TASK DIRECTIONS ▸
Both the line containing "Question. Identify the fence" and the last line of the listing are included: write out exactly the lines from one to the other.

DATA ▸
Begin
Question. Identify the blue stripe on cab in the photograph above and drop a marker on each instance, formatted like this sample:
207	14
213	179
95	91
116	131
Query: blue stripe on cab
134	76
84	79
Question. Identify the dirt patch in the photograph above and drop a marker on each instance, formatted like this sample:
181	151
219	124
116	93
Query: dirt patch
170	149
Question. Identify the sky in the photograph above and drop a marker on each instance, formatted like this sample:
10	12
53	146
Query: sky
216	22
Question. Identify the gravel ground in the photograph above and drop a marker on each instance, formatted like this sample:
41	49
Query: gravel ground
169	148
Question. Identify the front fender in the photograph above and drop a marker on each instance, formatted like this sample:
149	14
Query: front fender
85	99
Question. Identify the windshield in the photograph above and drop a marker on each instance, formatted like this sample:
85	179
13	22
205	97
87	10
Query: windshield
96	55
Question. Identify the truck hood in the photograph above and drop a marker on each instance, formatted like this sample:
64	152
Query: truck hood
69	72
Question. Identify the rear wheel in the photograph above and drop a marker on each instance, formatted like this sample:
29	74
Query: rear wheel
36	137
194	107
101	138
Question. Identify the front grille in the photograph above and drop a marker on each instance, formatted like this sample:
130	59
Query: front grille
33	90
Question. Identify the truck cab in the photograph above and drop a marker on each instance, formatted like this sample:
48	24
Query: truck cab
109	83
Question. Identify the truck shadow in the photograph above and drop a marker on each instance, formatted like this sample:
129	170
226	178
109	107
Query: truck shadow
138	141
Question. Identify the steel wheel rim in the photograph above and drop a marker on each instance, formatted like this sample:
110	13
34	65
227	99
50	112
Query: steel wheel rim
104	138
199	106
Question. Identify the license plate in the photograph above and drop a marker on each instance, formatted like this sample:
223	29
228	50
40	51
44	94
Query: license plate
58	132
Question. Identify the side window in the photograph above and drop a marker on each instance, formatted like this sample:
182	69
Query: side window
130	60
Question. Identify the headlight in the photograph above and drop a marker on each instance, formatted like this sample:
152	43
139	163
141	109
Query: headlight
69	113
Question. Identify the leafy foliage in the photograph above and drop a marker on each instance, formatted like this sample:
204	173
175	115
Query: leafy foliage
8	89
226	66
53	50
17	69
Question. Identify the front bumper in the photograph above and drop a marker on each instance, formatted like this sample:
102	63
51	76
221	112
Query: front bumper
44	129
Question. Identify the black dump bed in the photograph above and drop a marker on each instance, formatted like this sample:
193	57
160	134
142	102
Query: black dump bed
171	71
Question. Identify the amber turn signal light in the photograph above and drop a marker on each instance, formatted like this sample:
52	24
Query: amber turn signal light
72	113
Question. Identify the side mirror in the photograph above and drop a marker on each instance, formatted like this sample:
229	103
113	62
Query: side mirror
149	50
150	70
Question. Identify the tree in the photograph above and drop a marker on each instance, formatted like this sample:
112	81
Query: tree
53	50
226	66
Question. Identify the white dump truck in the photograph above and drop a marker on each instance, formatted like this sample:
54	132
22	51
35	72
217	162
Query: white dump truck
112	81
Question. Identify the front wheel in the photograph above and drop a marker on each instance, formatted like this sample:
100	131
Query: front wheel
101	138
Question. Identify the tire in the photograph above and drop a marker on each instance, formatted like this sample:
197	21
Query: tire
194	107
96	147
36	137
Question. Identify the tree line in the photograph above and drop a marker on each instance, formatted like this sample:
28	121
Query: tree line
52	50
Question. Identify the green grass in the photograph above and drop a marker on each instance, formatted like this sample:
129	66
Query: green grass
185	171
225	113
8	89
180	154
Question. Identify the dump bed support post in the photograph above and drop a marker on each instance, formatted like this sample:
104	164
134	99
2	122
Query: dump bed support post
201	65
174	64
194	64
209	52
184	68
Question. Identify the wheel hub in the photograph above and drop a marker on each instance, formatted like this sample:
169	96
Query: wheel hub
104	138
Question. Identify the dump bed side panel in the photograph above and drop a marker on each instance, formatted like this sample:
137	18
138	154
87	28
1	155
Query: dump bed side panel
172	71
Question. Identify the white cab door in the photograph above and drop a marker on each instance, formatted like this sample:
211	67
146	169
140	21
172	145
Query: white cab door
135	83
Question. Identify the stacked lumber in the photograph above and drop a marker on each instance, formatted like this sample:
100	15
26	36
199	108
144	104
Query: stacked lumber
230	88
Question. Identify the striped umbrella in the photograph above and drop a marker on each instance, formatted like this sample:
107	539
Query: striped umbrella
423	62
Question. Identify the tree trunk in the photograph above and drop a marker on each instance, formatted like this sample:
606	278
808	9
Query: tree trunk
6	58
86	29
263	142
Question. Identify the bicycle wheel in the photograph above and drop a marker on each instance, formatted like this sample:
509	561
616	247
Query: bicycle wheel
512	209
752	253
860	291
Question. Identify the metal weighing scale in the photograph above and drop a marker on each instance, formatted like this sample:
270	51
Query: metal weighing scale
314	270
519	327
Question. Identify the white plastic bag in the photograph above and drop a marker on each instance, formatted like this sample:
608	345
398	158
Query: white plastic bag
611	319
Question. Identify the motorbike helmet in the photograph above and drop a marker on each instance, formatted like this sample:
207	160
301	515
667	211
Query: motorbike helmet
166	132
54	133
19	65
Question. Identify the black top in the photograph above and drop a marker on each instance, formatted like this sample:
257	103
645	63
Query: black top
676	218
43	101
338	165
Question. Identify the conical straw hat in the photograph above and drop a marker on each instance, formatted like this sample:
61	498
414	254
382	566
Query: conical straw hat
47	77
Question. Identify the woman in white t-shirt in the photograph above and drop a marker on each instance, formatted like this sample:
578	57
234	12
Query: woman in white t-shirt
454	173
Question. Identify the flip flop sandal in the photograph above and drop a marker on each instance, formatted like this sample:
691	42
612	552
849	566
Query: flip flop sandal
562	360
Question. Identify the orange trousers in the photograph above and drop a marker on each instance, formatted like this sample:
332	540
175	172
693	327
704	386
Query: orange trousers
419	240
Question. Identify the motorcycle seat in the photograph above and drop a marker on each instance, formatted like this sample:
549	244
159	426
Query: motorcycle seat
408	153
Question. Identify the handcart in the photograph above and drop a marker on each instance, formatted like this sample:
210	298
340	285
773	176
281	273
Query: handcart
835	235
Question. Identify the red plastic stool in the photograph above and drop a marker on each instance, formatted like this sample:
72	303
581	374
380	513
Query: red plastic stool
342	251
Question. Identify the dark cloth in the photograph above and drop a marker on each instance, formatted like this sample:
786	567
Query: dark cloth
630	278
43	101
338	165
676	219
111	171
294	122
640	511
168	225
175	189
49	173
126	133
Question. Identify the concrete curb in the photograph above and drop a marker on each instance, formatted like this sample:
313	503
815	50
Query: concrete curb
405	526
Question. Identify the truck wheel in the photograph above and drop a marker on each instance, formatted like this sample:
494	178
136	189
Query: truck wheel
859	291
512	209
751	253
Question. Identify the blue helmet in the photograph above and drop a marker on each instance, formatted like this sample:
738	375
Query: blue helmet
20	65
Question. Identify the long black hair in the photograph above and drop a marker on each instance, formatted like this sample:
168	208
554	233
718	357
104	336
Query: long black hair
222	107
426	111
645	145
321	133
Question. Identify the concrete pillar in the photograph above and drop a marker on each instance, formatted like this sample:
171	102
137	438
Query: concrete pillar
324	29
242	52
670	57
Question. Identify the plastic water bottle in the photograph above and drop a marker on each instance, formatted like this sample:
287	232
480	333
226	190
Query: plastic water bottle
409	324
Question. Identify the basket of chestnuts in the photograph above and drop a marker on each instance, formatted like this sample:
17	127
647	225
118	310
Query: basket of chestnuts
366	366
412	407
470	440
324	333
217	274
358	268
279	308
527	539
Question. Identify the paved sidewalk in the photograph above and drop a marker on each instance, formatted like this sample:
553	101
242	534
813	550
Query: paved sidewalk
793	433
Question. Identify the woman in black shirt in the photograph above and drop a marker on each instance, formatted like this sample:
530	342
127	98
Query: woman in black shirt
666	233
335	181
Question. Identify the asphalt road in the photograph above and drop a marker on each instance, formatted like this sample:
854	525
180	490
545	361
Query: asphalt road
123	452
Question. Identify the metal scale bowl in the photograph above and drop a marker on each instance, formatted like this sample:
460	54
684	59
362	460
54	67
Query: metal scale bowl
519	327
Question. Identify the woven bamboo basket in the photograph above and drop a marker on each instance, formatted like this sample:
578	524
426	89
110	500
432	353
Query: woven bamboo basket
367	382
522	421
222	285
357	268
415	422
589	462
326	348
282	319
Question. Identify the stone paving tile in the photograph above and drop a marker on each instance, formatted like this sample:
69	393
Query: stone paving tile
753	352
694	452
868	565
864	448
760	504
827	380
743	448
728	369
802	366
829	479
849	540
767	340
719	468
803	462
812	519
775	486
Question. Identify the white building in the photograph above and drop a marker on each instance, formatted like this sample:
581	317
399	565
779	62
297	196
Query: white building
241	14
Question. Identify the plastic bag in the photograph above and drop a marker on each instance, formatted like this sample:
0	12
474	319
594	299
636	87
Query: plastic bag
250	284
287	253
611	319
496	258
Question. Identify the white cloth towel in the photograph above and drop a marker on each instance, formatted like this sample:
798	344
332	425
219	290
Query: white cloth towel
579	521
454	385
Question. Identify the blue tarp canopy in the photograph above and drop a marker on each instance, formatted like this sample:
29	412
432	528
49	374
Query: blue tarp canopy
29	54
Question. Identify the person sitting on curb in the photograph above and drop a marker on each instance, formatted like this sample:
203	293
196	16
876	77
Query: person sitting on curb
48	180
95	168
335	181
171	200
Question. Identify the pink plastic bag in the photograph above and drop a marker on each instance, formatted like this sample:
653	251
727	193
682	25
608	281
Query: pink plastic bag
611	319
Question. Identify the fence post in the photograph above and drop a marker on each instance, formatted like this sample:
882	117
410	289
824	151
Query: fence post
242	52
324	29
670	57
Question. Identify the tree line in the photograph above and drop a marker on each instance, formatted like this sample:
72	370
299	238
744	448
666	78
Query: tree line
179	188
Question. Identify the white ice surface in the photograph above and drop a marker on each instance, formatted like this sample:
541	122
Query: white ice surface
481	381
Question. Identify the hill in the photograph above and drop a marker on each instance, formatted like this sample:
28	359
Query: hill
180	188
End
COMPLETE RESPONSE ▸
Question. Identify the fence post in the photograph above and drop a marker on each instance, formatted like this sample:
882	117
410	289
824	151
Query: fence post
242	52
324	29
670	57
Question. Identify the tree line in the photograph above and drop a marker on each instance, formatted like this sample:
72	370
299	238
744	448
666	78
Query: tree line
179	188
Question. Identify the white ice surface in the photograph above and drop a marker on each instance, formatted like this sample:
541	122
Query: white ice surface
481	381
Question. Identify the hill in the photograph above and drop a marker on each instance, formatted like this sample:
28	359
Query: hill
180	188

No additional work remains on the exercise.